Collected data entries
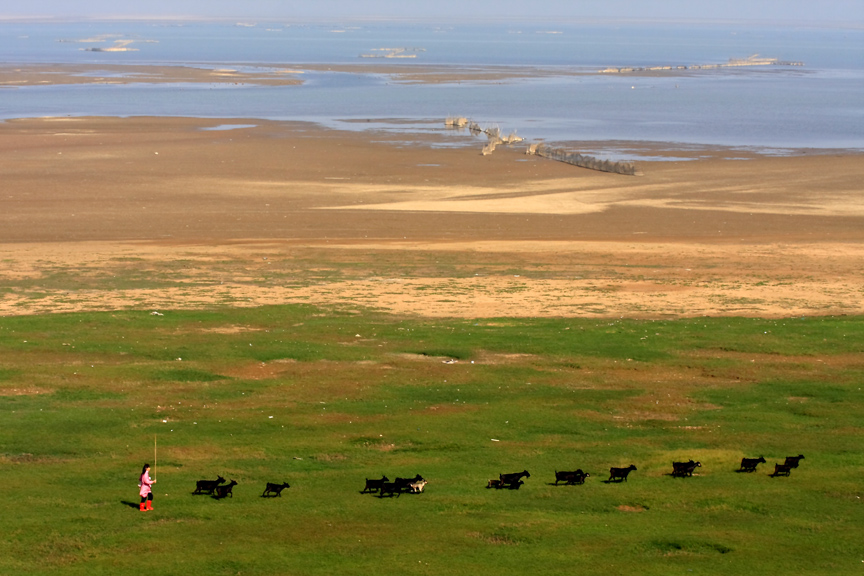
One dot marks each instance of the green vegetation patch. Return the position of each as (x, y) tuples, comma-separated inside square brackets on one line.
[(325, 398)]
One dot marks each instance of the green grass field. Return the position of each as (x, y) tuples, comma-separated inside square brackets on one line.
[(324, 398)]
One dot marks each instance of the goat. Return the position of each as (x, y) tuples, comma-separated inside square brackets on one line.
[(374, 485), (390, 488), (681, 469), (618, 474), (749, 464), (202, 486), (275, 489), (225, 490), (576, 477), (792, 461), (513, 477), (404, 483)]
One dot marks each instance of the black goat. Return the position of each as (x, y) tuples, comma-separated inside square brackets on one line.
[(225, 490), (681, 469), (618, 474), (575, 477), (749, 464), (513, 477), (792, 461), (207, 486), (275, 489), (373, 485)]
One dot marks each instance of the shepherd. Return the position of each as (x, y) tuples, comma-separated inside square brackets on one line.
[(144, 491)]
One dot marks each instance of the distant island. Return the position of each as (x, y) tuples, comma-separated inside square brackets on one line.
[(754, 60)]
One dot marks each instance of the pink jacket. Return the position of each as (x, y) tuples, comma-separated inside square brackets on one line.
[(144, 482)]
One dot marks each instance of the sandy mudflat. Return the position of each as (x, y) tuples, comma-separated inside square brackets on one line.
[(143, 213), (12, 75)]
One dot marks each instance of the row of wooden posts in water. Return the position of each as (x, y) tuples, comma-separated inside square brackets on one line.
[(511, 481), (496, 138)]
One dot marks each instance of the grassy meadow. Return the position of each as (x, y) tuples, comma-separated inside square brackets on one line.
[(323, 398)]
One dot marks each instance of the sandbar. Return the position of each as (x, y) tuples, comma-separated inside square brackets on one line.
[(160, 213)]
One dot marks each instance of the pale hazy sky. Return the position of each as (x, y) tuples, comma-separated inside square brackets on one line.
[(849, 12)]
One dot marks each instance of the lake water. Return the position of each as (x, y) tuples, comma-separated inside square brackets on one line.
[(820, 105)]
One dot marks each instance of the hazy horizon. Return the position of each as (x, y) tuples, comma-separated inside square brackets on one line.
[(848, 13)]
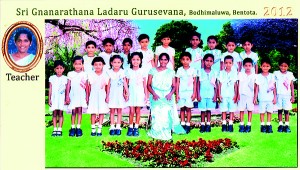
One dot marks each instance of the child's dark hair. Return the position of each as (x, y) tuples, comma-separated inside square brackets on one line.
[(59, 63), (247, 60), (164, 54), (143, 36), (134, 54), (108, 40), (230, 39), (98, 59), (197, 34), (165, 35), (78, 58), (265, 60), (185, 54), (246, 39), (127, 40), (116, 57), (284, 60), (228, 57), (212, 37), (28, 34), (208, 55), (90, 43)]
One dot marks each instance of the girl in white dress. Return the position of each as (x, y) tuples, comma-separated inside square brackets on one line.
[(97, 84), (117, 93), (56, 100), (186, 89), (77, 95), (136, 78)]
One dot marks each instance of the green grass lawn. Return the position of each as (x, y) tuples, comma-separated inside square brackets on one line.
[(256, 149)]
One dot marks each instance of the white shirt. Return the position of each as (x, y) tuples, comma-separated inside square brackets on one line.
[(283, 82)]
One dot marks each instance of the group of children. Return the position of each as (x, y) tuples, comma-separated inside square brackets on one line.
[(110, 82)]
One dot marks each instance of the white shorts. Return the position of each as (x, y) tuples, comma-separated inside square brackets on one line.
[(185, 99), (284, 102), (266, 106), (245, 102), (206, 104), (228, 105)]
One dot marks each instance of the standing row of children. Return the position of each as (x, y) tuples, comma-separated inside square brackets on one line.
[(207, 77)]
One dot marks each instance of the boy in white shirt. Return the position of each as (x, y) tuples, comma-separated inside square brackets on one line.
[(285, 93)]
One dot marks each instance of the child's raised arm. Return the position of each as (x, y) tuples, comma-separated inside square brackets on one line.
[(49, 94)]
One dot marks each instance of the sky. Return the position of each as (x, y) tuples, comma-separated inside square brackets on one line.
[(206, 27)]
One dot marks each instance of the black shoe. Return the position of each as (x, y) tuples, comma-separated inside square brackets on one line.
[(187, 129), (117, 132), (230, 128), (247, 129), (242, 128), (78, 132), (280, 128), (72, 132), (269, 129), (58, 133), (136, 132), (93, 133), (112, 132), (54, 133), (287, 129), (224, 128), (263, 129), (207, 128), (130, 132), (202, 129)]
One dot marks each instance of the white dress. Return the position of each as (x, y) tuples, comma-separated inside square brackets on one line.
[(97, 96), (136, 87), (116, 98), (77, 92), (58, 92), (24, 61)]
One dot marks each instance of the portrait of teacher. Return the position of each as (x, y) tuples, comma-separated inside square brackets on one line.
[(23, 40)]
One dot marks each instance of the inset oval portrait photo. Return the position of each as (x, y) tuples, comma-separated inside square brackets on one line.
[(22, 46)]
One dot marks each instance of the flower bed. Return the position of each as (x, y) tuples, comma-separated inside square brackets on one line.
[(168, 154)]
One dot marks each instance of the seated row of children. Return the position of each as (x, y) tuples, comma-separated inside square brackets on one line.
[(198, 79)]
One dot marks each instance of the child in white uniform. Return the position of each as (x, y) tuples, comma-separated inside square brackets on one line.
[(285, 93), (77, 95), (117, 93), (96, 94), (136, 78), (186, 89), (56, 98), (266, 94)]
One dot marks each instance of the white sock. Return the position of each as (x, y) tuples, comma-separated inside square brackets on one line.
[(224, 122)]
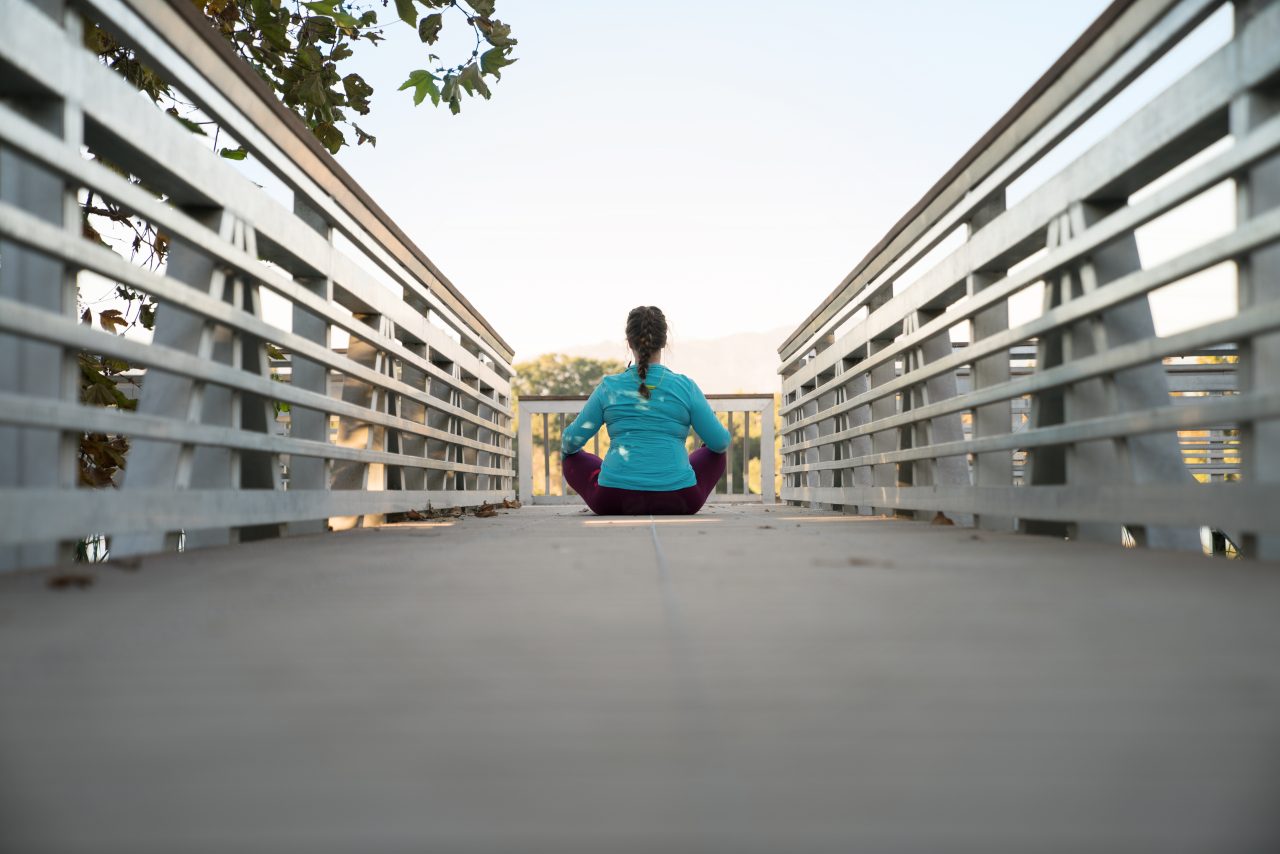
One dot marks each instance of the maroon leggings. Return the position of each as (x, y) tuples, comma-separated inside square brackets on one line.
[(581, 471)]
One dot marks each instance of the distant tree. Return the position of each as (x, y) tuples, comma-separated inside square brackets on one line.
[(561, 374)]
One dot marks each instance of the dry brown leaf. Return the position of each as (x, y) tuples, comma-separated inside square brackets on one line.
[(71, 580)]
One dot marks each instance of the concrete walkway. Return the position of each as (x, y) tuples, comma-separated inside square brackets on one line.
[(777, 681)]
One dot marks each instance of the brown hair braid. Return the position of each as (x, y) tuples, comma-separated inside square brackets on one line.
[(647, 333)]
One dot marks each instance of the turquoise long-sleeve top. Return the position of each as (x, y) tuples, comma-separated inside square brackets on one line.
[(647, 437)]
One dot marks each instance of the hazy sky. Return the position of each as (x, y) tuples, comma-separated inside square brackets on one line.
[(726, 160)]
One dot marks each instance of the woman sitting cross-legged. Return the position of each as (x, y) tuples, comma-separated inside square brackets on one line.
[(648, 410)]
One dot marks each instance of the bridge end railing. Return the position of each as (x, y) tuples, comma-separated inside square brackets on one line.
[(750, 471)]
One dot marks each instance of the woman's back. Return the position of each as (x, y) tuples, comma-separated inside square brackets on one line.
[(647, 435)]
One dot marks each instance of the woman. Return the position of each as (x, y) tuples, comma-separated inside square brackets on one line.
[(649, 410)]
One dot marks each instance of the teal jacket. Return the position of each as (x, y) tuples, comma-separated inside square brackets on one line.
[(647, 437)]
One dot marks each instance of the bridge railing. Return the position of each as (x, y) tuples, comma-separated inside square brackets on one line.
[(1025, 279), (749, 473), (394, 393)]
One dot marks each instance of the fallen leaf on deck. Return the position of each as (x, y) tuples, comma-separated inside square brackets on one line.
[(71, 580)]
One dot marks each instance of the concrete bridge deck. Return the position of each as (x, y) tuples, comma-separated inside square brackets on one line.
[(746, 680)]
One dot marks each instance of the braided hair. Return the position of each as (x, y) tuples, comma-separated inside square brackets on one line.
[(647, 333)]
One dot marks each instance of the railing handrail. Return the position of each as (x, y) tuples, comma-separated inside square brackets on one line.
[(190, 33), (929, 383), (414, 410), (726, 396), (1109, 36)]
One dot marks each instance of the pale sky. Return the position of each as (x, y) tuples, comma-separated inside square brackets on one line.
[(726, 160)]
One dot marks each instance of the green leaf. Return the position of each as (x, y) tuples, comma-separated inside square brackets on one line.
[(449, 92), (497, 33), (329, 136), (357, 92), (187, 123), (429, 27), (110, 319), (423, 83), (471, 81), (336, 12), (492, 62), (407, 12)]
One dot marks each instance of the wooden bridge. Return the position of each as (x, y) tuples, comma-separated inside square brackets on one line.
[(311, 613)]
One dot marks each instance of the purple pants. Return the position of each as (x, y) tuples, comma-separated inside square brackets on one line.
[(581, 471)]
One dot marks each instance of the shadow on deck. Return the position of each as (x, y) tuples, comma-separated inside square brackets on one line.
[(745, 680)]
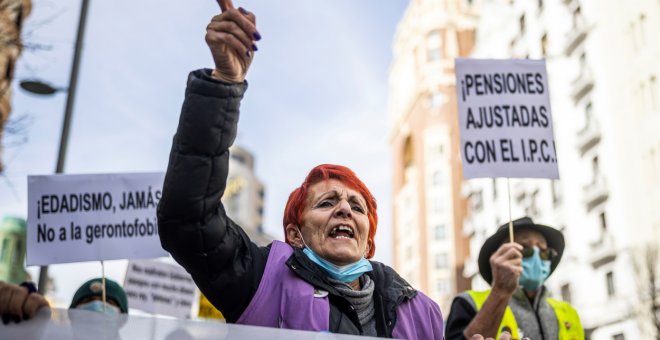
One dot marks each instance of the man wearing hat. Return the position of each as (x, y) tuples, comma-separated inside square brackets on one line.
[(517, 302), (19, 303)]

How to complete this task
Reproduce the line that contains "One dot marks each instance of the man" and each line after it through the last line of the entries above, exactly; leave out all earlier lines.

Output of the exercise
One dot marks each instance of the man wearing hat. Return the position of each as (x, y) tuples, comma-separated inside square brackets on one line.
[(517, 302), (19, 303)]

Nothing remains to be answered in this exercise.